_Work instruction:_ Return all of the data that follows precisely, leaving every image out.

_Supplied data:_
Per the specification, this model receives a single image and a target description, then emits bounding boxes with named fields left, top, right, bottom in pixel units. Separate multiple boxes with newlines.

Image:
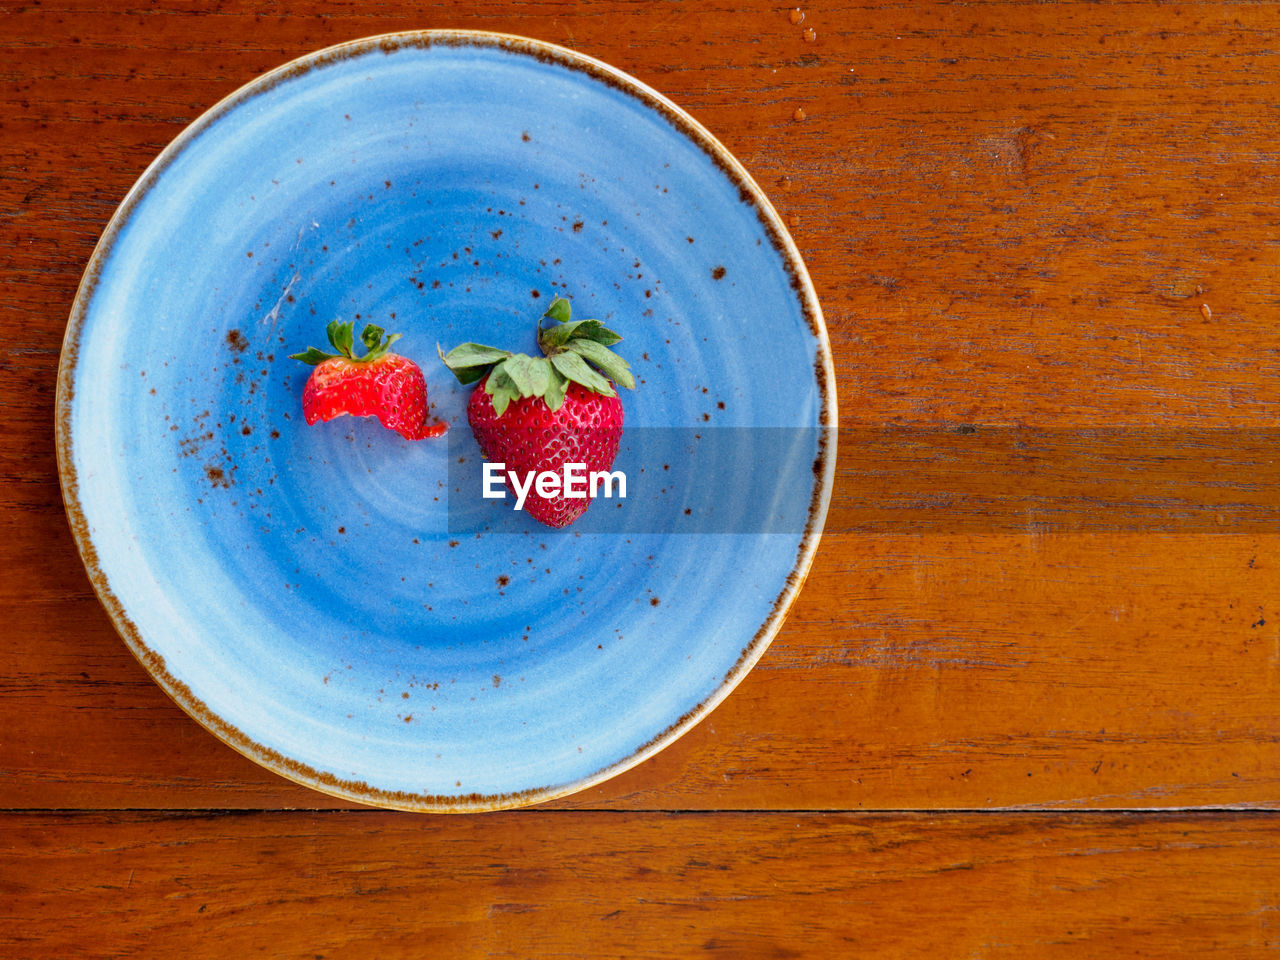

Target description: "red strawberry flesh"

left=303, top=354, right=447, bottom=441
left=468, top=377, right=623, bottom=528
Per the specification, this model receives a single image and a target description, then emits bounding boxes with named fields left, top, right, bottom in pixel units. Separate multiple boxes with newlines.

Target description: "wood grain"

left=3, top=810, right=1278, bottom=959
left=4, top=0, right=1280, bottom=954
left=3, top=0, right=1280, bottom=812
left=5, top=527, right=1280, bottom=810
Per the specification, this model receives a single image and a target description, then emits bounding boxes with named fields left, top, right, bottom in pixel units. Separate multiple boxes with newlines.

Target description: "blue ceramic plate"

left=57, top=31, right=835, bottom=811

_Output for this task:_
Per the specification, this model receives a single image and a target description, then emits bounding boxes with named fields left, top, right, bottom in pixel units. Separate multiple boxes with newlines.

Image:

Target description: "red strawberry flesh"

left=303, top=354, right=447, bottom=441
left=468, top=377, right=623, bottom=528
Per the specification, this model receives a single image and a target description, then emits bounding boxes with named fields left, top, right, bottom in pixel units. Separate multiple boxes with newlines.

Target description: "wood grain"

left=3, top=810, right=1278, bottom=959
left=4, top=0, right=1280, bottom=954
left=3, top=0, right=1280, bottom=812
left=5, top=527, right=1280, bottom=810
Per the specification, this model receives a single image and a target description, then emits bounding boxes with named fields left, top, right, bottom in pixel units. Separate multiple boxes with newlines.

Target description: "blue ceramic plate"

left=57, top=31, right=835, bottom=811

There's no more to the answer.